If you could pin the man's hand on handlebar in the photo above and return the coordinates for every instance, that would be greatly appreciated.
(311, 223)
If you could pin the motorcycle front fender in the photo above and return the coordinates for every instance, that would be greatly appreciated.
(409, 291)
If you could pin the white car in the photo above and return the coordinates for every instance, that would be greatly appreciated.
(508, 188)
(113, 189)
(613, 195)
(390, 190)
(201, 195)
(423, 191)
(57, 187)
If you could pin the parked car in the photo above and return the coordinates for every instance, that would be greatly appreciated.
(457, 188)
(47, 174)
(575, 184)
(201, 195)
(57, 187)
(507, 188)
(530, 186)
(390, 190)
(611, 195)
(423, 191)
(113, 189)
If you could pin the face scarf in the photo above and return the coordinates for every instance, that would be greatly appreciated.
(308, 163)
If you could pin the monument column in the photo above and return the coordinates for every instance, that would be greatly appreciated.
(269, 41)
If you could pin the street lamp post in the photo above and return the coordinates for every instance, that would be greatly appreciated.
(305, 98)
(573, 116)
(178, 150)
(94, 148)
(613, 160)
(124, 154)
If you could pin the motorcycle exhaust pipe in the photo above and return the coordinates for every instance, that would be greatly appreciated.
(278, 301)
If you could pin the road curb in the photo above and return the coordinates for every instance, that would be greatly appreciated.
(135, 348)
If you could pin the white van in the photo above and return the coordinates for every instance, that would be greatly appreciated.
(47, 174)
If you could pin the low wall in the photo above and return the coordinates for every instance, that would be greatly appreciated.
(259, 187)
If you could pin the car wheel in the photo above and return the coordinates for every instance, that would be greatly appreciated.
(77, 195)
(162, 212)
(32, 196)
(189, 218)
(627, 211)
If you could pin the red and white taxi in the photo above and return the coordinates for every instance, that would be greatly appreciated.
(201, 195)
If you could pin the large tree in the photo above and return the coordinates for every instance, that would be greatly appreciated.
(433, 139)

● ● ●

## What you should do
Starting at the line that has "If you could pin the motorcycle exhaust" and ending with the last line of the data, write those lines out again with "white van" renamed to "delivery van". Change nothing else.

## Reply
If you could pin the motorcycle exhaust pipe in the photo above and return the coordinates for every instance, that would be greatly appreciated.
(278, 301)
If you could pin the road curb in the photo above and return the coordinates for every instance, that would be greatly appreciated.
(135, 348)
If you could pin the delivery van in the photo above and return the coordinates for every instance, that would be greatly appreciated.
(47, 174)
If you could pin the low wall in the photo above and return the coordinates for every instance, that would be greatly appreciated.
(259, 187)
If you could pin the car wheel in the photo above and return the coordinates for every instance, that would be greatly appreciated.
(77, 195)
(162, 212)
(32, 196)
(189, 218)
(627, 211)
If you could pin the red and white taxi in the photo above and return the coordinates for every instance, that would be greatly appreciated.
(201, 195)
If you could pin the large tree in the photo above and return the coordinates for every instance, that would be greatly appreciated.
(433, 139)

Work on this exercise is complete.